### TASK MATERIAL
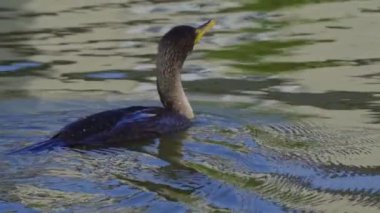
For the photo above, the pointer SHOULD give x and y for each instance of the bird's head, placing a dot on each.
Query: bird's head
(176, 44)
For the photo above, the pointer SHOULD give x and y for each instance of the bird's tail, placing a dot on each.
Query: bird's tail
(41, 146)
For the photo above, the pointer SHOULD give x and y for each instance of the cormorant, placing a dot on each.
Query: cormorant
(139, 122)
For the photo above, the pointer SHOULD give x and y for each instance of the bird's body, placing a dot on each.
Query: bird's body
(116, 127)
(138, 122)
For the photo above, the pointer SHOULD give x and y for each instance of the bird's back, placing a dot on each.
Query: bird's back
(117, 126)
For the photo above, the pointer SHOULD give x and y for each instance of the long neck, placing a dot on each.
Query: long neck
(169, 86)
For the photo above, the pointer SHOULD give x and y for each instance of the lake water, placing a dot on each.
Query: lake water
(287, 96)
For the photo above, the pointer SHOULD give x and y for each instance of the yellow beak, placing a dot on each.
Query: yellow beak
(203, 29)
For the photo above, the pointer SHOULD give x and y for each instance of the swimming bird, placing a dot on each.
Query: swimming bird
(140, 122)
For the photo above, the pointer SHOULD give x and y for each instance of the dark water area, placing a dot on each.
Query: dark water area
(286, 94)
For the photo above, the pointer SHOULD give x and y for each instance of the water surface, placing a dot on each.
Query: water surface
(286, 94)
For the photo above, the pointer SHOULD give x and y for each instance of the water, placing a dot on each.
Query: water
(286, 94)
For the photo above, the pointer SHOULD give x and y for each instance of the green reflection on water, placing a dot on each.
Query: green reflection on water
(270, 5)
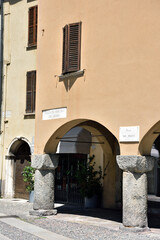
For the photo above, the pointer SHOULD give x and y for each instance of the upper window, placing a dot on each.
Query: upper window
(32, 26)
(71, 48)
(31, 92)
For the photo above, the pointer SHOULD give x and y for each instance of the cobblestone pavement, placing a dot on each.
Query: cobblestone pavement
(15, 233)
(74, 224)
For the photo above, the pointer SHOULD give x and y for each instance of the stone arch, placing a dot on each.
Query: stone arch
(16, 143)
(110, 147)
(18, 156)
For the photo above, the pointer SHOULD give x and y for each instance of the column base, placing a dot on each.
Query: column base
(42, 212)
(133, 229)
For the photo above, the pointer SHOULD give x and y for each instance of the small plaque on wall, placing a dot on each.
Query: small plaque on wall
(55, 113)
(129, 134)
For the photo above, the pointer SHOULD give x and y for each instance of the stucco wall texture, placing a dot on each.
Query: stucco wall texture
(120, 52)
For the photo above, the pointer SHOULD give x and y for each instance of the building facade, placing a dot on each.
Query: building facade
(98, 70)
(18, 95)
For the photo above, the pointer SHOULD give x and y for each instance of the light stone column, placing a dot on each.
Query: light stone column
(45, 166)
(135, 190)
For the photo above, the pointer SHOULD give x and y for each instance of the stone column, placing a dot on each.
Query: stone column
(44, 184)
(135, 189)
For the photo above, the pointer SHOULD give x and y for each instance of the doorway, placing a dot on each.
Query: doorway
(66, 187)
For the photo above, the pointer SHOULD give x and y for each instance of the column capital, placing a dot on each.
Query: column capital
(45, 161)
(135, 164)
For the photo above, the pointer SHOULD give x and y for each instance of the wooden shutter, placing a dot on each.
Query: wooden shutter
(71, 48)
(65, 48)
(32, 26)
(31, 92)
(74, 47)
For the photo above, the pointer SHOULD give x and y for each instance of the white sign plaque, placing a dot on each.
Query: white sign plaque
(129, 134)
(54, 113)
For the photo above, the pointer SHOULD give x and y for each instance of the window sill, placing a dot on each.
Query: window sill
(29, 116)
(31, 48)
(74, 74)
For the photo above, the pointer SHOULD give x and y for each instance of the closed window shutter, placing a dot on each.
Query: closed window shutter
(34, 90)
(32, 26)
(74, 44)
(71, 48)
(65, 48)
(31, 92)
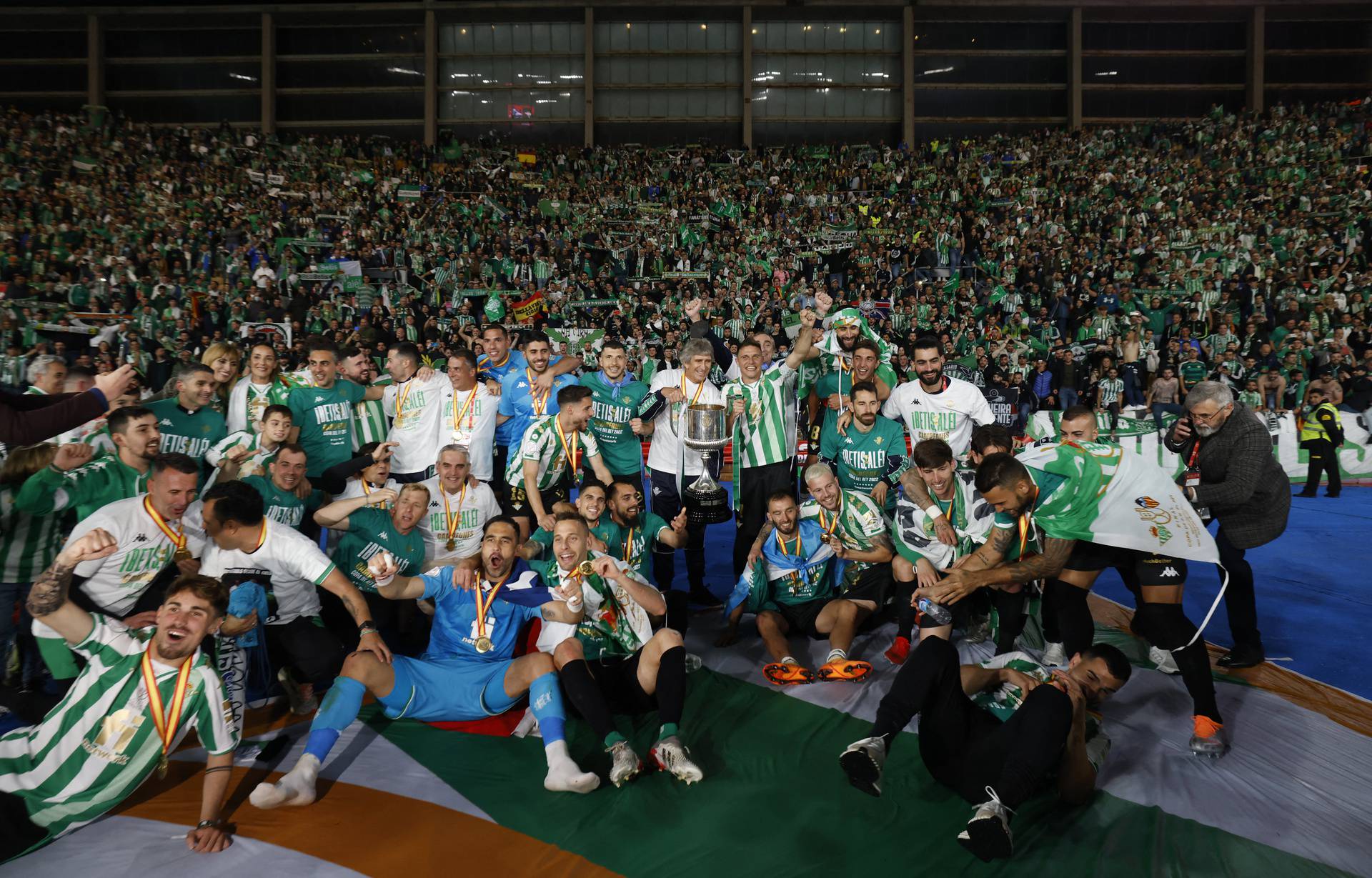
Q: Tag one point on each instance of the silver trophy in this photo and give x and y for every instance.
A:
(705, 501)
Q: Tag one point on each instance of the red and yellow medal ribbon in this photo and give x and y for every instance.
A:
(457, 416)
(538, 401)
(166, 722)
(570, 450)
(447, 516)
(484, 602)
(829, 526)
(177, 537)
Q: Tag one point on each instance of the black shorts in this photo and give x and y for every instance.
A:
(872, 585)
(802, 618)
(516, 504)
(617, 682)
(1136, 568)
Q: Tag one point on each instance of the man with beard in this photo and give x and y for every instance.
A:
(1002, 727)
(99, 745)
(640, 530)
(459, 507)
(671, 467)
(760, 409)
(468, 672)
(615, 421)
(469, 416)
(73, 481)
(615, 663)
(187, 423)
(149, 538)
(936, 406)
(550, 452)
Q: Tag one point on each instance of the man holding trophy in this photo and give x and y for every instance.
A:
(762, 421)
(687, 416)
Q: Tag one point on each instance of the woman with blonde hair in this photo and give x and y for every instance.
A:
(261, 387)
(224, 359)
(28, 547)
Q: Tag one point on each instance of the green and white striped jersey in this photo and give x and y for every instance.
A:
(28, 542)
(767, 426)
(369, 421)
(99, 744)
(544, 445)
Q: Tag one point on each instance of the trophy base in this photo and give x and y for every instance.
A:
(707, 507)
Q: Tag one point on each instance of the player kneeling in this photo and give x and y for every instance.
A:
(468, 672)
(615, 663)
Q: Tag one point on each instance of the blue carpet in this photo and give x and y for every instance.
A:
(1313, 597)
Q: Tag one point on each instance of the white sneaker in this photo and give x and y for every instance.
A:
(988, 830)
(625, 763)
(671, 757)
(1164, 660)
(862, 762)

### WHAT TO DO
Please make an exact copy of the lines above from the line with "surface, placing a dot on each." through the line with "the water, placing a dot on each.", both ends included.

### RESPONSE AREA
For the photo above, the pointer SHOULD give x and y for each instance of the water surface, placing a dot on each.
Query: water surface
(286, 94)
For the photo above, the pointer SHOULD give x and y for each instance of the water, placing a dot on each.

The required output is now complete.